● EXTRAIT:

Presque un huit clos en plein ciel, dans un petit avion au-dessus des forêts brésiliennes, entre le père et son fils.

✈  Leurs relations sont complexes et parfaitement analysées. Le gamin de 11 ans souffre de la séparation de ses parents, subit la tyrannie de son père mais recherche sa présence. Le père aime son fils comme sa chose et le rejette en même temps. Comme une attraction / répulsion amoureuse.

« Il luttait contre la conscience de cet amour ambigu qu’il ressentait envers l’enfant, à la fois un fils et un adversaire, et qui rendait la paternité aussi instable qu’une relation amoureuse. Il voulait être avec lui, il lui manquait, il voulait le toucher, sentir son haleine, le voir grandir, l’entendre parler de ce qu’il aimait, (…) il était fier de son fils en même temps qu’il était agacé parce qu’il ne correspondait pas à ses attentes. Là commençaient les contradictions. Il nourrissait des désirs incompatibles. Par une étrange inversion, son fils incarnait la loi. »

Un bonhomme stupide, mégalo, cupide qui magouille avec les militaires en achetant des pans entiers de la forêt amazonienne.

« Les militaires bradaient la forêt à la loterie. Avec pour seule contrepartie (ou plutôt pour seul bonus) que les gagnants du gros lot occupent les terres en principe vierges, occuper signifie ici dévaster d’immenses zones de forêt pour y planter du fourrage et élever du bétail, le tout copieusement financé par l’état. »

✈  En même temps que leur survol, l’enfant lit et raconte un récit dystopique où les hommes les plus brillants dans leur domaine ont été choisis et envoyés dans l’espace pour trouver une autre planète, susceptible d’accueillir les rescapés de la terre. Tous sont des sommités, sauf un enfant banal, amnésique, qui cherche à comprendre son utilité dans cette mission vitale.

« Il trouve qu’il ne sert à rien. Mais au fond, et c’est surement la grande révélation de l’histoire, il est sûrement exceptionnel, il y a sûrement une raison pour qu’il soit là. »

Cette réflexion existentielle résonne et résonnera chez lui jusque dans l’âge adulte. Questionnement sur la mémoire, sur la légitimité de chacun... Et si ce passé vierge était une qualité sur laquelle on peut bâtir sa vie, sans entrave familiale, sans se faire manipuler par l’affectif et les aprioris ?

✈  Adulte, et toujours marqué par ce récit et la disparition de certaines ethnies, il revendique une vision exempte de tout préjugé, où chacun expérimente, se trompe et ainsi avance. Surtout pas un monde parfait, normé,  où tout est connu et acquis d’avance.

« Il essayait de faire l’éloge de l’erreur en tant qu’issue pour un monde qui se rétrécissait et se déshumanisait, un monde duquel l’illogique, l’absurde et l’inconscient seraient bannis par l’intelligence artificielle. »

● ÉNONCÉ RÉDIGÉ:
Traduisez en anglais cette phrase de l'extrait : « Le père aime son fils comme sa chose et le rejette en même temps. »

Extraits d'un jeu de données d'annotation par points
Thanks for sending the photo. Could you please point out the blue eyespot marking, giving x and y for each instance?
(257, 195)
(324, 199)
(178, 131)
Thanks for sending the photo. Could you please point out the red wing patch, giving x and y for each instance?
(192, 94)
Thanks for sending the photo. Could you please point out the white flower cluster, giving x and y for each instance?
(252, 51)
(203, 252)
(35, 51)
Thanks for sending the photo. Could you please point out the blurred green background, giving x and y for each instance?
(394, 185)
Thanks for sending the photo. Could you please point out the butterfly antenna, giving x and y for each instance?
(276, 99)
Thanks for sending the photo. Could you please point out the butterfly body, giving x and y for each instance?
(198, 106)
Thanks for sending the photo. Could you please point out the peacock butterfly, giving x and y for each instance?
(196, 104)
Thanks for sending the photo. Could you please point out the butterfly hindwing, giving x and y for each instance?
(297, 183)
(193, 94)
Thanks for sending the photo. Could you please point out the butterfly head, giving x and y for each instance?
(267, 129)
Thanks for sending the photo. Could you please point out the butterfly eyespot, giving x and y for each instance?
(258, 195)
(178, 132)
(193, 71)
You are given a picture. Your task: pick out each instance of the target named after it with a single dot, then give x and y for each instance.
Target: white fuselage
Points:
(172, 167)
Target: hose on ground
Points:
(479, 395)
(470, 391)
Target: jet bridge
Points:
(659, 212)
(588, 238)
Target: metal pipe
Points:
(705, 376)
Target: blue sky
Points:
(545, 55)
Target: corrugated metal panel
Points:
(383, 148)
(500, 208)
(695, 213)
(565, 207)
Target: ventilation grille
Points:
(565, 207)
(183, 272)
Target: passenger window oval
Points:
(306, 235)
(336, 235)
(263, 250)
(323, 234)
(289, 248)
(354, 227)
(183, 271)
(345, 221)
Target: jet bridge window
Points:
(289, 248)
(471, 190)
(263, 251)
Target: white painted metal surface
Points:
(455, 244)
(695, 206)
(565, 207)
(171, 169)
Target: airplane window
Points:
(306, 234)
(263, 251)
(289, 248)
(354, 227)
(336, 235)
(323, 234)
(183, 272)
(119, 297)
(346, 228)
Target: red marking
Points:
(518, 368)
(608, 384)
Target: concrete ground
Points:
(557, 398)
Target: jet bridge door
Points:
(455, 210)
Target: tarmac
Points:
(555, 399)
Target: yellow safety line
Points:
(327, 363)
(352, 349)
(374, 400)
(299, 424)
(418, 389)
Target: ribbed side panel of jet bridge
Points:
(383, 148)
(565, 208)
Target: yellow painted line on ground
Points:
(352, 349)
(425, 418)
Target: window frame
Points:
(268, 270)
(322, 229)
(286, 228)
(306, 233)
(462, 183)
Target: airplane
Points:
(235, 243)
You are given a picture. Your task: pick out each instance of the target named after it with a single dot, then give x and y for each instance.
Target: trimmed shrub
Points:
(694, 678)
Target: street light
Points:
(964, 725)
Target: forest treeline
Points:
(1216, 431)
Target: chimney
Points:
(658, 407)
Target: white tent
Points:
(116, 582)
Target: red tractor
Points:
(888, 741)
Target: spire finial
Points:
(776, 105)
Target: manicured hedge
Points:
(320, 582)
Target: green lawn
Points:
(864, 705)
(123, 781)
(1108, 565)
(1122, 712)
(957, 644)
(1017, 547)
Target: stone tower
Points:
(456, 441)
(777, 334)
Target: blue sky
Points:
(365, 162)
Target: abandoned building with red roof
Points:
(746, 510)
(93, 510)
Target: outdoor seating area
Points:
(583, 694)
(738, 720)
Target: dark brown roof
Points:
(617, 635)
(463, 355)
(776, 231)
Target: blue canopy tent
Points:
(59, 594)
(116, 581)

● SOLUTION RÉDIGÉE:
The father loves his son as his possession and rejects him at the same time.